Interview with Rich Leder

Published 2014-08-30.
What are you working on next?
I'm finishing another standalone called "Let There Be Linda." It's a dark comedy about two estranged brothers living in the San Fernando Valley who bring their dead mother back to life to clean up the mess they've made of things. As you're already surmising, that can't be a good idea--Monty Python meets Quentin Tarantino. When that novel is done, I'll write the third book in the "McCall & Company" series. All I can tell you about that one is Kate and her eccentric crew are in it up to their necks in lawyers and love and bars and bookies. Oh yeah, and the corporate killer who murdered Kate's father is playing a deadly game of cat and mouse. Kate's the mouse. After that, another standalone, and then another McCall. Shampoo, rinse, repeat.
Who are your favorite authors?
Oh man. So many. Too many. Richard Ford. John Irving. Donald Westlake. Phillip Roth. Sue Grafton. Carl Hiaasen. Janet Evanovich. John D. MacDonald. Edgar Allan Poe. Elmore Leonard. Raymond Chandler. Lawrence Block. Agatha Christie. James Elroy. Robert B. Parker...
What inspires you to get out of bed each day?
I have so many books to write and read, so many new friends to meet, so much great food to eat, so many movies to see, so many places to go, so many mysteries to unwind, so many corners to turn, so many lessons to learn, an awesome wife and three children to enjoy and love and cherish…and the clock is ticking, brothers and sisters. I don't want to miss a moment. For me, every minute of every day is a chance to create something special or make someone laugh out loud or laugh out loud myself or do those things all at the same time.
When you're not writing, how do you spend your time?
I swim most mornings as soon as I get up. And if I don't swim, I walk hard and fast for four miles. If I don't get my head right first thing, the rest of my day is tough sledding. I love to read. I go to galleries. I hang with my wife. I meet friends for lunch. I talk about writing. I text my kids. I go to ballgames. That all sounds swell, but a lot of the time I'm writing because that's what I like to do best.
How do you discover the ebooks you read?
Many of the books I discover come from recommendations by my friends. I also frequent several review sites and book blogs. If I come across a strong review on a site I like, that's a book I'll consider. And Amazon and Apple send emails of books I'll look into if they strike a chord. But if a friend of mine, someone whose tastes and opinions I know and trust, says that they've found a book I have to read, then that's a book I'm going to read.
Do you remember the first story you ever wrote?
When I was nine, I wrote a funny story about a mean-spirited, bully teacher who got his legs chopped off by a train over the weekend and had to go to back to school on Monday the same size as the kids in his class. Inexplicably, his feet remained neatly attached to his body and he could walk the halls the same way he had walked them on Friday, just a lot shorter. We produced it as a play in a neighborhood garage. It was hilarious--and the first sign that my sense of humor was a tad skewed.

When I was 12, I wrote a variety show that we produced in class. It was all skits. Very Laugh In.

My first script of consequence was called The Lemon Grove. It was produced as a television film for CBS, who changed the title to A Season of Hope.

My first novel was Juggler, Porn Star, Monkey Wrench. It's available at Smashwords, all the Smashwords pathways, and Amazon.

In retrospect, before I could write, my army men had backstories. My mother says I was born this way.
What is your writing process?

_Information supplied_:
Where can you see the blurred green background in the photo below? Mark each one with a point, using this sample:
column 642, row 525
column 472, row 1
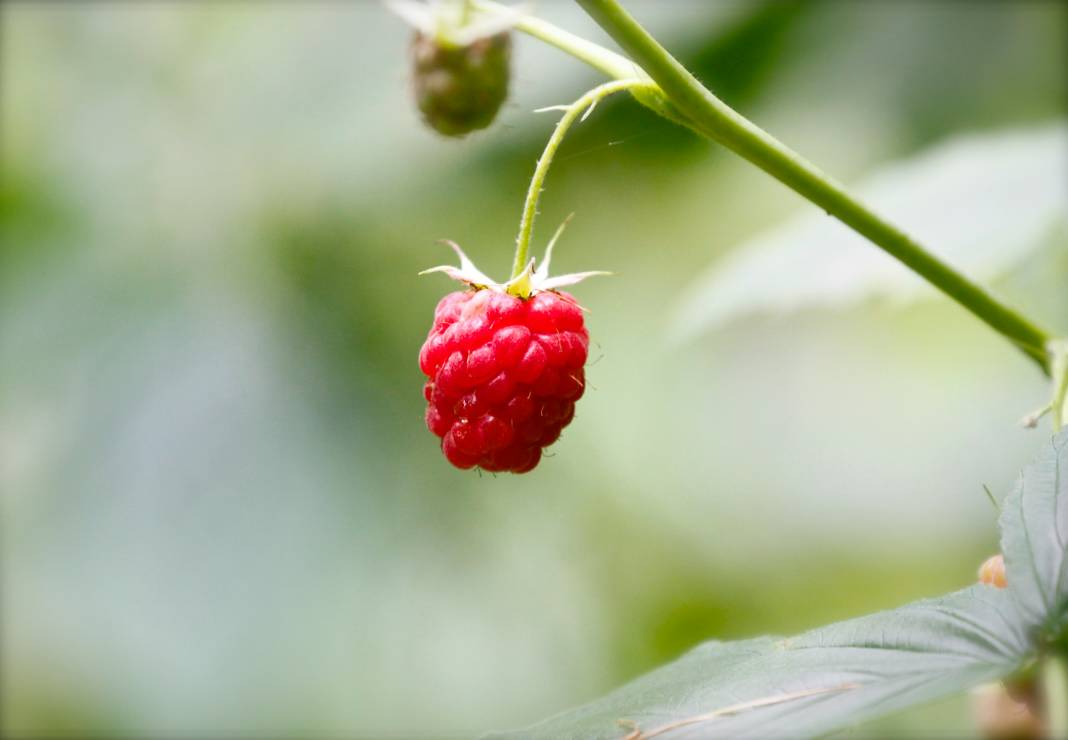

_Tasks for this exercise_:
1. Reproduce the Rich Leder interview between "Do you remember" and "a tad skewed.", inclusive, substituting "basement" for "garage".
2. Extend the Rich Leder interview beyond its last line.

_Per-task outputs_:
1.
Do you remember the first story you ever wrote?
When I was nine, I wrote a funny story about a mean-spirited, bully teacher who got his legs chopped off by a train over the weekend and had to go to back to school on Monday the same size as the kids in his class. Inexplicably, his feet remained neatly attached to his body and he could walk the halls the same way he had walked them on Friday, just a lot shorter. We produced it as a play in a neighborhood basement. It was hilarious--and the first sign that my sense of humor was a tad skewed.

2.
I don't have a set time each day that I write. My life is too full of crazy for that. It's enough for me to know that at some point I'll be sitting down and crafting sentences for three or four hours. Maybe that's late morning, early afternoon, late afternoon, or midnight. All those times work for me.

Now, to get to the point where I'm internally questing for a four-hour block of writing time, I need a fully formed beat sheet that moves my story causally from the first chapter to the last chapter. I take my time with the beat sheet because my sense of direction is suspect, and I get lost without a map.

Now, to get to the point where I want to take my time and create a beat sheet, I need a story idea I have roughed out just enough to know that it wants to be a book. I'm pretty strict about the roughing out part. Not every story idea wants to be a book. To learn the truth, I call them on the carpet, my story ideas, to make sure before I begin the long and arduous task of beating out a book that they really want to be one.

Now, to get to the point where I'm calling my story ideas on the carpet, I have to stumble upon a story idea that I think is awesome or cool or hilarious or dark or all of them rolled into one. I don't know what process I go through to get these ideas. Somewhere in the universe, there's a demented dispatcher of inspiration who sends me the most outrageous characters and plot lines in the garage.

That's all I can think of. Where the heck else could this stuff come from?
How do you approach cover design?
I'm a novelist now, but I was a filmmaker for 20 years. I'm still a filmmaker. I'm visual. I know what I see. But I'm not a graphic artist. In fact, at the top of the list of the things that I am not sits graphic artist, so I hire a cover designer--after reviewing their covers and reading their philosophies and contemplating their financial formulas. If the designer's work resonates with me, with what I see in my mind's eye, then I hire them to create my cover.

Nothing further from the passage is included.